Write out the lines from the start of the stored data through the line containing "[91,354,767,778]", requests included, and shift every bounding box coordinate in the answers by -106.

Stored data:
* START *

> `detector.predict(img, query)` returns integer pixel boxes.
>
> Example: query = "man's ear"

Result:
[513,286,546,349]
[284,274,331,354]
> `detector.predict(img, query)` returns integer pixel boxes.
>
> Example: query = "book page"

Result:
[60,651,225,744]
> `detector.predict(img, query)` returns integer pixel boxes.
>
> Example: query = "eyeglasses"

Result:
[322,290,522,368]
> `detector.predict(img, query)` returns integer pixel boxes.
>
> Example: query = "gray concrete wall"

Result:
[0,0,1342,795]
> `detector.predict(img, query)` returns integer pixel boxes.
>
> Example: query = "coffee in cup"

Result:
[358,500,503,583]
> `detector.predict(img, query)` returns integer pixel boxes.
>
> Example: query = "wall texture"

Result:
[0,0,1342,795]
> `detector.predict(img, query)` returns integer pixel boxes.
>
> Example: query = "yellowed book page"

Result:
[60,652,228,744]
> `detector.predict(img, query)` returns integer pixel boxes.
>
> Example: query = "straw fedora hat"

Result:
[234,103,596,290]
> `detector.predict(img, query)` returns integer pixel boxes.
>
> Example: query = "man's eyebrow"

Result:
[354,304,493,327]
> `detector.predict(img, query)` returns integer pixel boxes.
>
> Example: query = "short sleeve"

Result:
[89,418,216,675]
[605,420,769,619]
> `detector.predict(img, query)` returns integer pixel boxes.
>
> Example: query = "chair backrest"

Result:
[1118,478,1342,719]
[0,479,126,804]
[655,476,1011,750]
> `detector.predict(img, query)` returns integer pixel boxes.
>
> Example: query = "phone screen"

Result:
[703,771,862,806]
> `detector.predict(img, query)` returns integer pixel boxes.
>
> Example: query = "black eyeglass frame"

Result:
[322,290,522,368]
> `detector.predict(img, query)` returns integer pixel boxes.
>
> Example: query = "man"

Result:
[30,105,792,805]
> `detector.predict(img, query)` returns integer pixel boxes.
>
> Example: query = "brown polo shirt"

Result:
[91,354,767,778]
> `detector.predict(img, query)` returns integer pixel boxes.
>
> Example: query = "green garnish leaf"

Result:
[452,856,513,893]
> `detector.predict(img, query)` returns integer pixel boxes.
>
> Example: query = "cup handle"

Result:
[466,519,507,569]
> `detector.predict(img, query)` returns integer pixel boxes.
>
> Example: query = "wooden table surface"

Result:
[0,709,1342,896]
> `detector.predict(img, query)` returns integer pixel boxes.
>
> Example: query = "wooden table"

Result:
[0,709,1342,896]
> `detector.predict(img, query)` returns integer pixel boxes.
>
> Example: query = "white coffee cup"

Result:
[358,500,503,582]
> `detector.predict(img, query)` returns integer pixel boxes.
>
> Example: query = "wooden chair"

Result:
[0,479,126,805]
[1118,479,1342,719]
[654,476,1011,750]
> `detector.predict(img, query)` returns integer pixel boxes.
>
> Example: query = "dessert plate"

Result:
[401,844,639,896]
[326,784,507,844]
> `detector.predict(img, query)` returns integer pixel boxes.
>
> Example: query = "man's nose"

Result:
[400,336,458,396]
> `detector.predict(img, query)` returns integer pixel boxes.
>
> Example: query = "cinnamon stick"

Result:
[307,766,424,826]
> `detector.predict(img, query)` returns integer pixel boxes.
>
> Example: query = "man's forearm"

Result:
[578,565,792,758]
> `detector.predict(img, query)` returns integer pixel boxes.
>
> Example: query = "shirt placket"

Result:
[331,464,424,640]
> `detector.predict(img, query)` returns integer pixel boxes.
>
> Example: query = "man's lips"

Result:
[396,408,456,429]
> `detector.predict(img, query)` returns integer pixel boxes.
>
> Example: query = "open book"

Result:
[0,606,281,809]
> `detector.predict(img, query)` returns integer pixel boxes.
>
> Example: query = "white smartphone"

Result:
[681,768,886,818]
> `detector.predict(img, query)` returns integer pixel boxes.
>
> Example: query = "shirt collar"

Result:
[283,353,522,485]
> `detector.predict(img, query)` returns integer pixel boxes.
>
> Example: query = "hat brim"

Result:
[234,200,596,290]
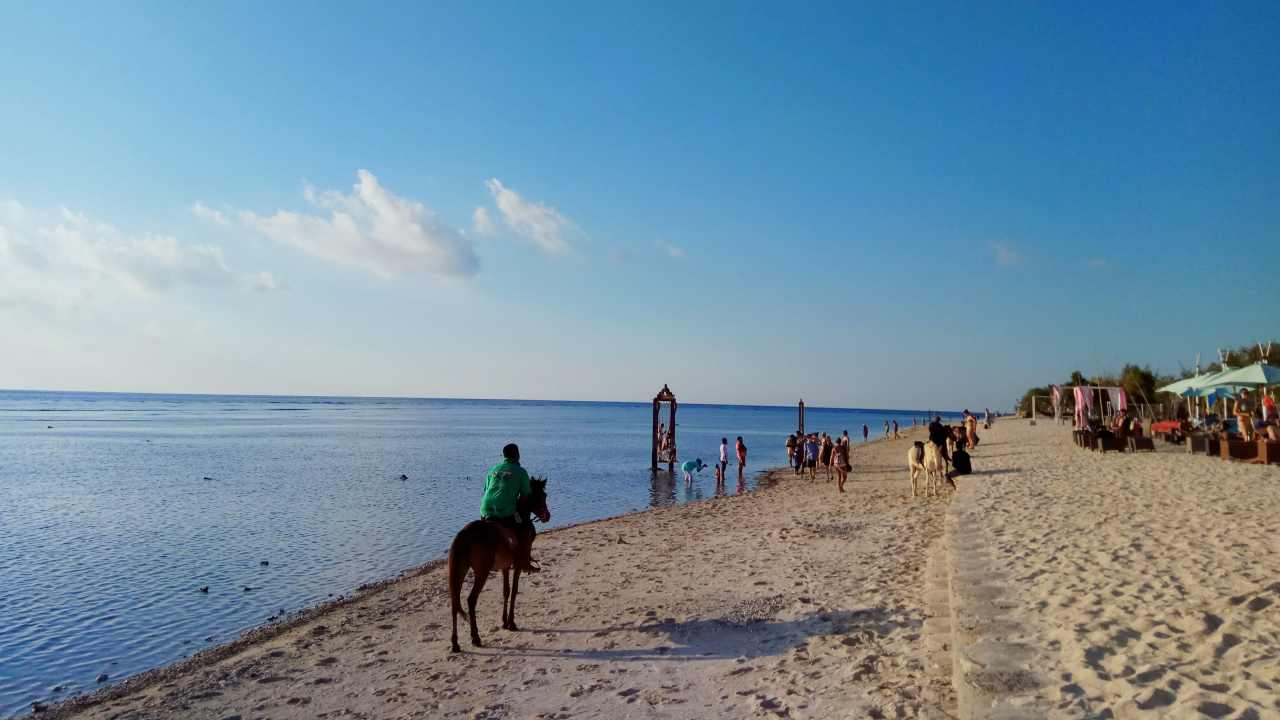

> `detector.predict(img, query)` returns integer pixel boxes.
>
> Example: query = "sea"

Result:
[0,391,954,716]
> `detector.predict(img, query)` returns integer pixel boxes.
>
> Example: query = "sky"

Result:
[0,1,1280,409]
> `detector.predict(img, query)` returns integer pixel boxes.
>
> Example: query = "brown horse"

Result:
[449,478,552,652]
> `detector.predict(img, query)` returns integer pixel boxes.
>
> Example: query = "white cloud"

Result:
[0,201,274,309]
[225,170,480,278]
[191,202,232,225]
[485,178,573,255]
[658,240,685,260]
[991,242,1023,268]
[471,208,498,234]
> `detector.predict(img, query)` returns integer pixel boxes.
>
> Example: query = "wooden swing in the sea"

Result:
[649,384,676,473]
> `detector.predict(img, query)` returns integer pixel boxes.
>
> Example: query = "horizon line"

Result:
[0,388,963,415]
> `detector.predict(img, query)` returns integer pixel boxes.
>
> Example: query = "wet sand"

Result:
[45,427,954,720]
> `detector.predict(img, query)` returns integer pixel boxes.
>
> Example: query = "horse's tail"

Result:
[448,528,467,619]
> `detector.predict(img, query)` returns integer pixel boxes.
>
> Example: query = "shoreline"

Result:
[35,427,923,719]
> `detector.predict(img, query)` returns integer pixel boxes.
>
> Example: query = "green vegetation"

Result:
[1018,341,1280,418]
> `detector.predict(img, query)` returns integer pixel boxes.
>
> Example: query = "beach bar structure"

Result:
[649,384,676,473]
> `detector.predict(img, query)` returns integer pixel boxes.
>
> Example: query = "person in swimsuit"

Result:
[1235,389,1253,441]
[804,434,819,480]
[680,457,707,486]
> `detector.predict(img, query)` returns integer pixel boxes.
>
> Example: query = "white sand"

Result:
[47,427,951,720]
[964,420,1280,717]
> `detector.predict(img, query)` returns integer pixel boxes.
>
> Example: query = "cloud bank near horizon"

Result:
[0,200,279,309]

* END *

#### [Result]
> `detector.predict(img, query)` returns integer pixel boxes.
>
> Example: query = "man's ear"

Result:
[407,180,440,243]
[178,168,225,248]
> `detector.predict(img, query)` returns integer pixel boxes.
>
> Example: query = "book page"

Result:
[-46,545,119,638]
> `detector.predict(img, query)` returns integer pixel boxes.
>
> Example: query = "eyeglasses"

Result:
[216,184,416,262]
> `detector.predict(img, query)` returns integer pixel boxes.
>
> Example: query = "gray concrete wall"

Result:
[-106,-106,1236,689]
> `detector.predict(img, query)` returns integer pixel boxes.
>
> Example: query = "coffee in cup"

Result:
[252,394,397,477]
> `detector.predict(img, query)` returns integer pixel boxes.
>
> Example: query = "wall texture"

Result:
[-106,-106,1236,689]
> `detector.predict(img, query)` returns integer pixel boxes.
>
> Example: query = "yellowed book page"

Result:
[-46,546,122,638]
> `detector.predict(img, query)` returns integer pixel boxes.
>
> Example: query = "straw fedora hat"

Result:
[128,-3,490,184]
> `detector.predict(img, query)` returns integer pixel boxes.
>
> Example: query = "man's eyebrow"

Result:
[248,198,387,221]
> `detector.predict(img, query)` returns integer pixel boxes.
>
> Example: query = "short sleeve"

Result:
[-17,312,110,569]
[499,314,663,513]
> `detector.predict(img, query)` returns integer pixel boxes.
>
> Example: query = "chair backrest"

Result:
[1012,372,1236,613]
[-106,373,20,698]
[549,370,905,644]
> `detector.predict(img, query)` returns integer pixel boxes.
>
> Example: query = "phone screen"

Result:
[597,665,756,700]
> `detector.predict(img, query)` returns integer pixel boxes.
>
> Example: query = "black eyeglass frame"

Result:
[216,184,416,262]
> `detector.predict(img, query)` returns integer pixel boxes.
>
> Example: query = "man"

Result:
[-76,-1,686,699]
> `detector.predict(img, query)` returns integer pixel boxes.
>
> Example: query = "brown polo shirt"

Result:
[-15,248,661,672]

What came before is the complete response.